[Saved data entries]
[Start of Attachment]
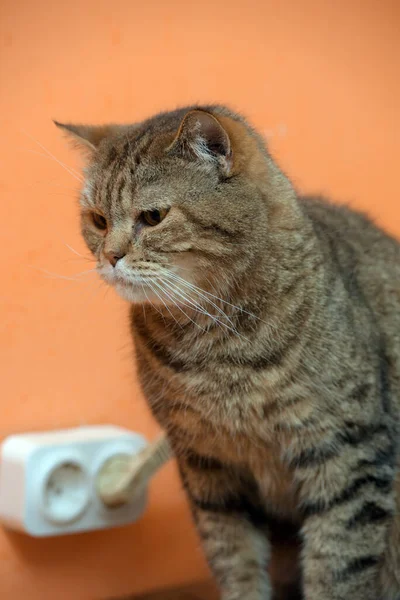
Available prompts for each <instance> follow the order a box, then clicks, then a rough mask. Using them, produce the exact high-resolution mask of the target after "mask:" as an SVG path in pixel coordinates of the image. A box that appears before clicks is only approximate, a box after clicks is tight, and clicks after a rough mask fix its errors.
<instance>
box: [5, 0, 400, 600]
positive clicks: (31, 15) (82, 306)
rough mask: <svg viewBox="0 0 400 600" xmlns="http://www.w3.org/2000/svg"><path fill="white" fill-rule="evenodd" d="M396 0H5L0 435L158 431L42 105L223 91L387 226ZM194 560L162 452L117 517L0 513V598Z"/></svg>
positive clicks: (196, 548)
[End of Attachment]
[Start of Attachment]
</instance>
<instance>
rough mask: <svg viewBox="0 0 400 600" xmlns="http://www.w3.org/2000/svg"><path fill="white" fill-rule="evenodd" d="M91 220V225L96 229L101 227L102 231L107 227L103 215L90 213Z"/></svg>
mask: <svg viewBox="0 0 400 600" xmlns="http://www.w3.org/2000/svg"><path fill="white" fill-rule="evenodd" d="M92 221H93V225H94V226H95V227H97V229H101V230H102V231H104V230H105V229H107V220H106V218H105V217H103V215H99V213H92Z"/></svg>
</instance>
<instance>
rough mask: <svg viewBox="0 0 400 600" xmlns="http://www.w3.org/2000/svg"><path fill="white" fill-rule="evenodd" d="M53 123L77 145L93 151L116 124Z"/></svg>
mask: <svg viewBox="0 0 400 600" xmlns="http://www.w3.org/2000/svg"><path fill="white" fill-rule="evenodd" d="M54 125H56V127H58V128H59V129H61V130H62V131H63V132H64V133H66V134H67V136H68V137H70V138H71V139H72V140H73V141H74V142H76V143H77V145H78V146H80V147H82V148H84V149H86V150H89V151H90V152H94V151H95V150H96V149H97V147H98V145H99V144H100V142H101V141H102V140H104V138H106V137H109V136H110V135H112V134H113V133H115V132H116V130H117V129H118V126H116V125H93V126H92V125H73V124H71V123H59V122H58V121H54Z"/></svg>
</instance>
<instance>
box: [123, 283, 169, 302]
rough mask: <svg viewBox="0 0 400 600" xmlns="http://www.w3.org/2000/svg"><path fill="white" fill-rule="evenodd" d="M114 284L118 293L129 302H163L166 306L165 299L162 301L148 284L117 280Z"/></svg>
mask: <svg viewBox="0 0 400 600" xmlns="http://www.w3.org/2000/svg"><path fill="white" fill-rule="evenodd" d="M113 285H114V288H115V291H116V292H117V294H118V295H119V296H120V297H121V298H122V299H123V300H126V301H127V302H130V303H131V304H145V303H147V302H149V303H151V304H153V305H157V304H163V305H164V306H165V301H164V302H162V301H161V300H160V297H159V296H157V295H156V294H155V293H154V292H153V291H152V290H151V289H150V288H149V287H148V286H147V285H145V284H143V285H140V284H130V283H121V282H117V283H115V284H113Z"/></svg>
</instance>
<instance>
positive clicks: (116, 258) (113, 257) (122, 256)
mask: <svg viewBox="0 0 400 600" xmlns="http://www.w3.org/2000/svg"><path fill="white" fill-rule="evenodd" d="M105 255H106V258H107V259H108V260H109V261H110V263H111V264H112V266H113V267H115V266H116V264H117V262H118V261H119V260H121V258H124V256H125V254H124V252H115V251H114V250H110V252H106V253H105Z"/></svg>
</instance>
[End of Attachment]
PROBLEM STATEMENT
Your answer should consist solely of the lines above from the line with "Available prompts for" to the line with "positive clicks: (196, 548)", both included, reproduced exactly.

EXERCISE OUTPUT
Available prompts for each <instance> follow the order a box, then clicks, then a rough mask. Using them, produce the exact high-resolution mask of the target after "mask:" as an SVG path in pixel coordinates of the image. A box that appears before clicks is only approximate, a box after clicks is tight, and clicks after a rough mask fix its errors.
<instance>
box: [5, 0, 400, 600]
positive clicks: (31, 15) (82, 306)
rough mask: <svg viewBox="0 0 400 600" xmlns="http://www.w3.org/2000/svg"><path fill="white" fill-rule="evenodd" d="M396 0H5L0 435L158 431L42 105L223 91L387 226ZM194 560L162 452L117 517L0 513V598Z"/></svg>
positive clicks: (196, 548)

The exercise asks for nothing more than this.